- Gestellte Aufgabe -
Welchen monatlichen Durchschnittslohn aus dem Urteil des EuGH vom 4. Februar 2010 führt der Text zur Arbeitnehmereigenschaft des Klägers an?

──────── Ausgewählter Text ────────

Die Beklagte hat in der Antragsbegründung zugestanden, dass der Kläger eine weisungsgebundene Tätigkeit ausübt und mit einer Arbeitstätigkeit von mindestens 10 Stunden wöchentlich auch die zeitlichen Mindestvoraussetzungen erfüllt. Dass sich die von dem Kläger ausgeübte Tätigkeit trotz dieses Umfangs als völlig untergeordnet und unwesentlich darstellt, so dass seine Arbeitnehmereigenschaft zu verneinen wäre, hat die Beklagte hingegen nicht dargetan. Die von ihr geäußerten Zweifel daran, dass der Kläger tatsächlich den von seinem Arbeitgeber beschriebenen verantwortungsvollen Aufgaben nachkommt, reichen dazu nicht aus. Auch der Verweis der Beklagten darauf, dass der Verdienst des Klägers "weit unter" der sozialversicherungspflichtigen Lohnhöhe von 400,00 € liege, genügt insoweit nicht. Das Verwaltungsgericht ist diesbezüglich unter Bezugnahme auf das Urteil des Senats vom 8. April 2009 (- 11 A 2264/08 -, a.a.O.) zu Recht davon ausgegangen, dass es unerheblich sei, dass es sich nach dem deutschen Sozialversicherungsrecht um eine geringfügige Tätigkeit handele, und es nicht nach innerstaatlichem Sozialversicherungsrecht, sondern nach dem europäischen Recht zu beurteilen sei, ob ein türkischer Staatsangehöriger den Status eines Arbeitnehmers habe. Dem Urteil des EuGH vom 4. Februar 2010 (- C-14/09 -, a.a.O.) ist ebenfalls zu entnehmen, dass auch ein - noch erheblich unter dem Lohn des Klägers liegender - monatlicher Durchschnittslohn von etwa 175,00 € (bei einer wöchentlichen Arbeitszeit von 5,5 Stunden zu einem Stundenlohn von 7,87 €) der Annahme der Arbeitnehmereigenschaft nicht entgegensteht.

──────── Extrahierte Daten ────────

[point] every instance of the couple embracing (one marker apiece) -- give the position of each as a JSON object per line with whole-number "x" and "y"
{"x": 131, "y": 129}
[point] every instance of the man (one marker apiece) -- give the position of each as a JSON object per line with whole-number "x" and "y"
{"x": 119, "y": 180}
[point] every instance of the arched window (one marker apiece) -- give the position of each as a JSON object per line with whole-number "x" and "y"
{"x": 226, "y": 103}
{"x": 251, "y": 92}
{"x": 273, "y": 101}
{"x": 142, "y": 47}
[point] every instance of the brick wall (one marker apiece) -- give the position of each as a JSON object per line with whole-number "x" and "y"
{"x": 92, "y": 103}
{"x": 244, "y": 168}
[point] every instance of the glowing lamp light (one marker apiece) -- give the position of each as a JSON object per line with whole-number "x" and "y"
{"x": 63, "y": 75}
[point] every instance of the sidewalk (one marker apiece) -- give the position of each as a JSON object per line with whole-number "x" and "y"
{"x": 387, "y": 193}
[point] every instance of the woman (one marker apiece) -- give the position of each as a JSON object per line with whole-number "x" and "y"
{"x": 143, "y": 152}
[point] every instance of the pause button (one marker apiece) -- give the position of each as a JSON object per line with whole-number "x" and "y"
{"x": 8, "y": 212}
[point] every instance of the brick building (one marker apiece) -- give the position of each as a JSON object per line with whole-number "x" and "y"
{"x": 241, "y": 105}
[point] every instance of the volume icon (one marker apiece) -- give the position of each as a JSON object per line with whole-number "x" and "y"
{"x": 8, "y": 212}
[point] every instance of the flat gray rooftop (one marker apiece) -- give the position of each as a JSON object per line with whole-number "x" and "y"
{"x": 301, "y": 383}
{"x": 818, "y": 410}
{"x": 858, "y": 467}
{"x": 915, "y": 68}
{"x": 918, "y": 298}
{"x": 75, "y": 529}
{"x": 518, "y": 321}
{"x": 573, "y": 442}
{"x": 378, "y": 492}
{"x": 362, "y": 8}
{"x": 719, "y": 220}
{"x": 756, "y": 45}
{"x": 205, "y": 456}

────────

- Schriftliche Antwort -
Etwa 175,00 € im Monat.